> [Task A]: In the thread on translating "au fur et à mesure", what does the old French word "fur" indicate?

> [Selected text]:
As and when the....bec*a*me more stable, the...might... (puisqu'il s'agit d'un futur hypothétique).


----------



## Budd

As many have aid here, there are several plausible translations for au fur et à mesure. One I haven't noticed is "to the extent that." For example: 


talialeen said:


> The old products will be phased out *"au fur et à mesure que"* the clients will buy new products



"Old products will be phased out _as _clients buy new products." Or "old products will be phased out _to the extent _clients buy new products." The second version emphasizes more the idea of progression and can leave open the possibility that clients won't buy the new ones.


----------



## Guy B.

I was looking for a way to translate the same expression to put it in a recipe, and turned to wordreference as usual 
Although this tread is quite old, i think it may serve to explain the exact meaning of the words:

"Fur", in French, is an old word indicating proportion, or a ratio.

The literal meaning of this expression, therefore, could be something in the line of

" following proportionally (*au fur*)_ [the changes that operates in time]_ and according to the measurement, progressively (*à mesure*)"

indicating something that happens at the same time, simultaneously and in equal proportions (eg, adding liquid to maintain evaporating water to a given level).

Most of the given suggestions are adapted to my case; but I was wondering what is the English commonly used expression (if there is  one) in kitchens, when explaining a step in this kind of situations.


----------



## Franco-filly

You could say "Gradually add more water/stock as the liquid is absorbed" for a risotto recipe for example.


----------



## joelooc

with such adverbs as gradually, progressively etc... I am surprised not to see any be + ing form. Is there any reason for not considering "as her husband *is* read*ing* his newspaper " "as the liquid is being absorbed" as possible translations?


----------



## AnnieF

You could say "gradually adding more stock ..." if this is a continuation of a previous instruction and within the same sentence, but not if this instruction is in a separate sentence.


----------



## Phil512

Trying another approach, less literal :
The more East Asian exchange rates become more stable/stabilize against the regional basket, and therefore against each other, the more the ACU could act as vehicle for encouraging trade, investment and financial transactions within the region".


----------

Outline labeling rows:
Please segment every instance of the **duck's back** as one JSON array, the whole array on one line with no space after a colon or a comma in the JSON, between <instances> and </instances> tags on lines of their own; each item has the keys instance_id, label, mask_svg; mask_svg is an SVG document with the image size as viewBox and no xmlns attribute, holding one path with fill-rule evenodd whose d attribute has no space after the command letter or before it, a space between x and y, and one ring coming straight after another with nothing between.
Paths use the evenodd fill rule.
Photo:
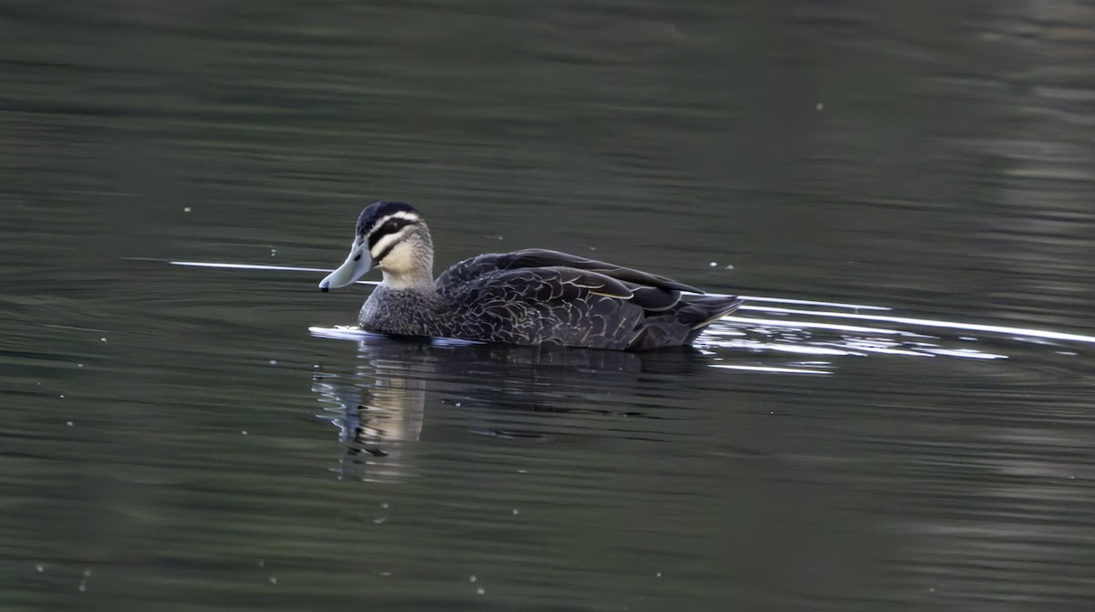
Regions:
<instances>
[{"instance_id":1,"label":"duck's back","mask_svg":"<svg viewBox=\"0 0 1095 612\"><path fill-rule=\"evenodd\" d=\"M507 344L645 350L691 344L733 312L733 297L604 262L545 250L480 255L437 278L447 335Z\"/></svg>"}]
</instances>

> [Task B]: Please duplicate the outline labeling rows above line for line, leaving the pictures out of your answer.

> [Written reply A]: Proportion, or a ratio.

> [Written reply B]:
Please segment every instance of the **duck's back** as one JSON array, the whole array on one line with no space after a colon or a comma in the JSON, between <instances> and </instances> tags on lines of their own; each item has the keys instance_id, label, mask_svg; mask_svg is an SVG document with the image size as viewBox and no xmlns attribute, holding one path with fill-rule evenodd whose d attribute has no space after the command letter or before it, a space between x and y, and one ring coming straight after another with nothing between.
Paths use the evenodd fill rule.
Photo:
Regions:
<instances>
[{"instance_id":1,"label":"duck's back","mask_svg":"<svg viewBox=\"0 0 1095 612\"><path fill-rule=\"evenodd\" d=\"M507 344L645 350L691 344L733 312L733 297L604 262L545 250L480 255L437 278L447 335Z\"/></svg>"}]
</instances>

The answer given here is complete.